» **Objective**
Please render the material below as a JSON list of strings, one per line, with blank lines and the pictures left out.

» **Recorded data**
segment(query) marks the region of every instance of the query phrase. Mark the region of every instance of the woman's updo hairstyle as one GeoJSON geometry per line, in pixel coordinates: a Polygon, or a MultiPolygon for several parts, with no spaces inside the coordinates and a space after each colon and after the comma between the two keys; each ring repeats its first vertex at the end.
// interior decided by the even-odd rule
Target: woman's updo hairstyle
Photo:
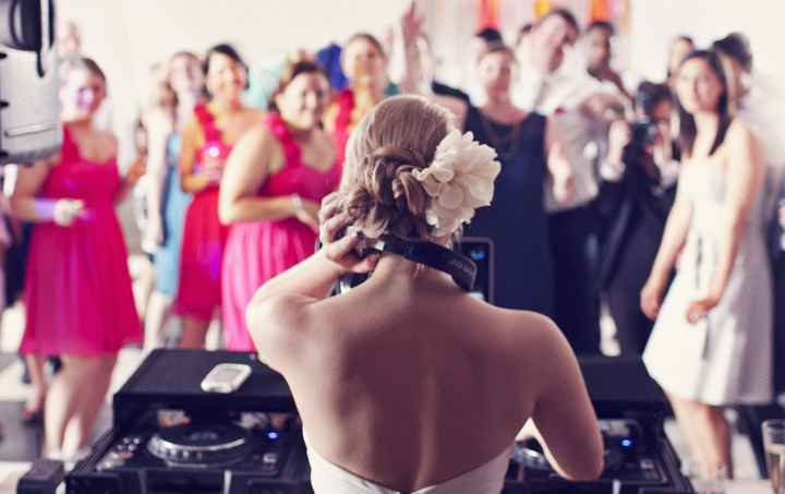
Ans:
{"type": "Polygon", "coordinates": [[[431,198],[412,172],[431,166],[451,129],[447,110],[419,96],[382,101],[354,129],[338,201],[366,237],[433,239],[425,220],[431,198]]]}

» **Problem solution**
[
  "segment(query) marks the region of every instance of the query phrase. Mark the region of every instance of the woman's updo hairstyle as one GeoJSON geometry per line, in pixel coordinates: a Polygon, or a MultiPolygon for several parts, with no spaces inside the coordinates and a space after each colon and after the comma between the two keys; each ring repeats its first vertex at the end.",
  "// interior decided by the even-odd rule",
  "Target: woman's updo hairstyle",
  "Photo:",
  "Ans:",
  "{\"type\": \"Polygon\", \"coordinates\": [[[431,198],[412,172],[431,166],[451,129],[447,110],[419,96],[382,101],[354,129],[338,201],[366,237],[433,239],[425,220],[431,198]]]}"
]